- **Available data**:

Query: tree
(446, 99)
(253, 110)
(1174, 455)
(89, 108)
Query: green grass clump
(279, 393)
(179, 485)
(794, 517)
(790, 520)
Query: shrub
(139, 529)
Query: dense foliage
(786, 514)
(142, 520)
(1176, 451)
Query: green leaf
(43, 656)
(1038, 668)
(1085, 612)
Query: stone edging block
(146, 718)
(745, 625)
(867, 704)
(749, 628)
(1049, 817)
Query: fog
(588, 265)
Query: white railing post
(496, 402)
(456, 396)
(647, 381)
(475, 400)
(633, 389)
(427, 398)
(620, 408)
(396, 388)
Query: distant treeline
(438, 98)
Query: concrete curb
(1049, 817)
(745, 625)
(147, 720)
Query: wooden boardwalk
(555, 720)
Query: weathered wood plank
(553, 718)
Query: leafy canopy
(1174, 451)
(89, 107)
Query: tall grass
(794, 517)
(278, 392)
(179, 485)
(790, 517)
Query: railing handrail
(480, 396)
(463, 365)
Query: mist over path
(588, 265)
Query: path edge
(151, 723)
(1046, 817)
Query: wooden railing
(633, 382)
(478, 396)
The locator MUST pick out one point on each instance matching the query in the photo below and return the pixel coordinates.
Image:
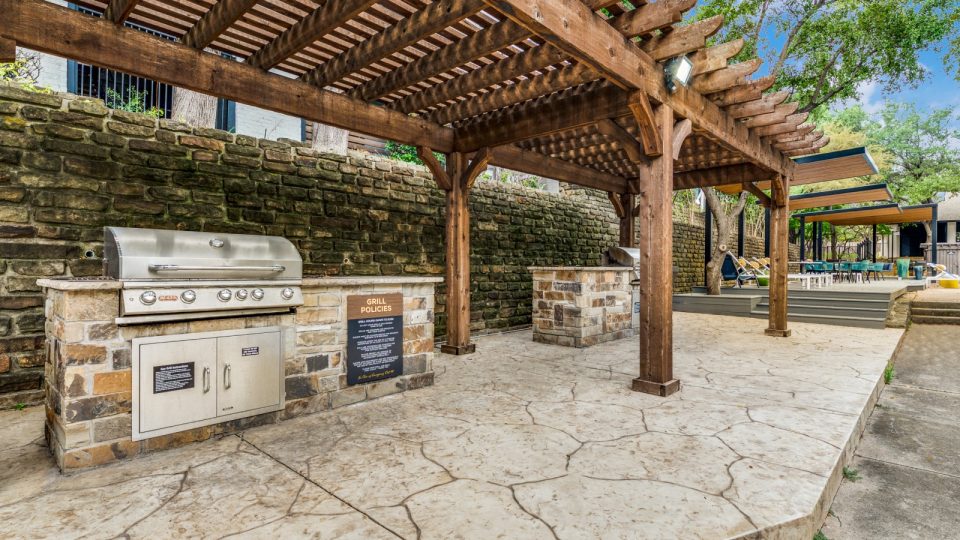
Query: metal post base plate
(458, 350)
(655, 388)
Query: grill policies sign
(374, 337)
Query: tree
(194, 108)
(824, 50)
(923, 158)
(724, 213)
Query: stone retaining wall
(69, 166)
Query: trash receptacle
(903, 268)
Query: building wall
(70, 166)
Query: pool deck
(520, 440)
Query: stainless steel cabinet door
(248, 370)
(177, 383)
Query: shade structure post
(741, 225)
(458, 259)
(934, 225)
(803, 239)
(655, 241)
(628, 229)
(779, 252)
(707, 243)
(766, 232)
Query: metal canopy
(907, 214)
(859, 194)
(854, 214)
(838, 165)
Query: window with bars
(116, 88)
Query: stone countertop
(106, 284)
(80, 284)
(343, 281)
(580, 268)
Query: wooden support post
(624, 204)
(656, 262)
(766, 232)
(741, 225)
(707, 243)
(458, 257)
(779, 239)
(934, 225)
(803, 239)
(8, 50)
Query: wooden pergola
(567, 89)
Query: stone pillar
(656, 261)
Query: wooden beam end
(8, 50)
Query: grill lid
(156, 254)
(624, 256)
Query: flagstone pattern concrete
(520, 440)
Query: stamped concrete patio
(520, 440)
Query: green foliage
(135, 101)
(923, 162)
(402, 152)
(24, 72)
(830, 47)
(851, 474)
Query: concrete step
(794, 300)
(935, 311)
(838, 320)
(867, 312)
(923, 319)
(924, 304)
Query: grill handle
(181, 268)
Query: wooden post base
(459, 350)
(777, 333)
(655, 388)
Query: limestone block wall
(70, 166)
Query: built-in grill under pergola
(567, 89)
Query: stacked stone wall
(69, 166)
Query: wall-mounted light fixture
(678, 70)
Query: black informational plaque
(171, 377)
(374, 337)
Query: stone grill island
(89, 383)
(580, 306)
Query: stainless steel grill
(177, 275)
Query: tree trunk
(329, 139)
(194, 108)
(725, 225)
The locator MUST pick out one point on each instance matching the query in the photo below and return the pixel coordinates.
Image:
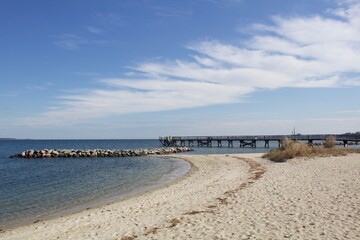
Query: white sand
(228, 197)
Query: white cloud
(94, 30)
(294, 52)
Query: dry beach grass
(292, 149)
(228, 197)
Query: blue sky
(146, 68)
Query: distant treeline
(355, 133)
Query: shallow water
(33, 188)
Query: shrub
(291, 149)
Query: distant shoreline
(228, 196)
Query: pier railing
(252, 140)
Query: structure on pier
(252, 141)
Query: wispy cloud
(74, 42)
(294, 52)
(70, 41)
(94, 30)
(162, 11)
(225, 3)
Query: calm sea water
(32, 189)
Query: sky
(136, 69)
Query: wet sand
(240, 196)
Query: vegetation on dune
(292, 149)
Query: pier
(254, 140)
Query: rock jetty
(77, 153)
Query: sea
(37, 189)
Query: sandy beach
(240, 196)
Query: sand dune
(228, 197)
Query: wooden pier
(252, 141)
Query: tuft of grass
(292, 149)
(174, 222)
(330, 142)
(151, 231)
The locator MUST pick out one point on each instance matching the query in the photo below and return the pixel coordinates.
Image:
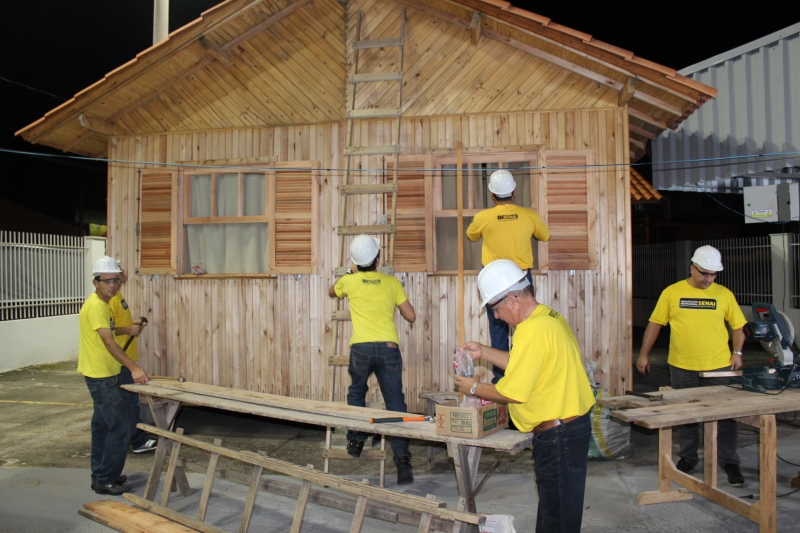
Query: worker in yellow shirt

- **Goal of the exercise**:
Output the listing exactly. Leave out any image.

- **Written solution**:
Query: tree
(446, 99)
(253, 110)
(1174, 455)
(89, 108)
Query: green grass clump
(279, 393)
(179, 485)
(794, 517)
(790, 520)
Query: shrub
(139, 529)
Query: dense foliage
(786, 514)
(142, 520)
(1176, 451)
Query: green leaf
(43, 656)
(1038, 668)
(1085, 612)
Query: stone edging block
(146, 718)
(745, 625)
(867, 704)
(749, 628)
(1049, 817)
Query: fog
(588, 265)
Query: white railing post
(496, 402)
(456, 396)
(647, 381)
(475, 400)
(633, 389)
(427, 398)
(620, 408)
(396, 388)
Query: distant treeline
(438, 98)
Query: concrete curb
(1049, 817)
(745, 625)
(147, 720)
Query: wooden boardwalk
(555, 720)
Query: weathered wood plank
(553, 718)
Query: leafy canopy
(1174, 451)
(89, 107)
Query: tall grass
(794, 517)
(278, 392)
(179, 485)
(790, 517)
Query: railing handrail
(480, 396)
(463, 365)
Query: mist over path
(588, 265)
Query: path edge
(151, 723)
(1046, 817)
Query: wooden railing
(633, 382)
(478, 396)
The locator MUST pick out one point on each instance matching the query in the photo below and return the pixel coordinates.
Image:
Query: metal post base plate
(458, 350)
(655, 388)
Query: grill policies sign
(374, 337)
Query: tree
(194, 108)
(824, 50)
(923, 158)
(724, 213)
Query: stone retaining wall
(69, 166)
Query: trash receptacle
(903, 268)
Query: building wall
(70, 166)
Query: pool deck
(520, 440)
Query: stainless steel cabinet door
(248, 370)
(177, 383)
Query: shade structure post
(741, 225)
(458, 259)
(934, 225)
(803, 239)
(655, 241)
(628, 229)
(779, 252)
(707, 243)
(766, 232)
Query: metal canopy
(907, 214)
(859, 194)
(854, 214)
(838, 165)
Query: window with bars
(116, 88)
Query: stone countertop
(106, 284)
(80, 284)
(343, 281)
(580, 268)
Query: wooden support post
(624, 204)
(656, 262)
(766, 232)
(741, 225)
(707, 243)
(458, 257)
(779, 239)
(934, 225)
(803, 239)
(8, 50)
Query: wooden pergola
(567, 89)
Query: stone pillar
(656, 261)
Query: wooden beam end
(8, 50)
Query: grill lid
(156, 254)
(624, 256)
Query: flagstone pattern concrete
(520, 440)
Query: stamped concrete patio
(520, 440)
Query: green foliage
(135, 101)
(923, 162)
(402, 152)
(24, 72)
(830, 47)
(851, 474)
Query: concrete step
(794, 300)
(935, 311)
(838, 320)
(867, 312)
(923, 319)
(924, 304)
Query: grill handle
(181, 268)
Query: wooden post base
(459, 350)
(777, 333)
(655, 388)
Query: limestone block wall
(70, 166)
Query: built-in grill under pergola
(567, 89)
Query: stacked stone wall
(69, 166)
Query: wall-mounted light fixture
(678, 70)
Query: black informational plaque
(171, 377)
(374, 337)
Query: stone grill island
(89, 383)
(580, 306)
Query: stainless steel grill
(177, 275)
Query: tree trunk
(329, 139)
(194, 108)
(725, 225)
The locator MUST pick out one point on each instance matching the query in the photo below and return the pixel coordinates.
Image:
Query: white sand
(228, 197)
Query: white cloud
(94, 30)
(294, 52)
Query: dry beach grass
(292, 149)
(228, 197)
Query: blue sky
(146, 68)
Query: distant treeline
(355, 133)
Query: shallow water
(33, 188)
Query: shrub
(291, 149)
Query: distant shoreline
(228, 196)
Query: pier railing
(252, 140)
Query: structure on pier
(252, 141)
Query: wispy cloud
(74, 42)
(294, 52)
(70, 41)
(94, 30)
(162, 11)
(225, 3)
Query: calm sea water
(32, 189)
Query: sky
(136, 69)
Query: wet sand
(240, 196)
Query: vegetation on dune
(292, 149)
Query: pier
(254, 140)
Query: rock jetty
(77, 153)
Query: sea
(37, 189)
Query: sandy beach
(240, 196)
Query: sand dune
(228, 197)
Query: wooden pier
(252, 141)
Query: tuft of grass
(292, 149)
(174, 222)
(330, 142)
(151, 231)
The locator MUST pick out one point on each instance matching the query in the photo below and return the pixel coordinates.
Image:
Query: worker in yellow shirt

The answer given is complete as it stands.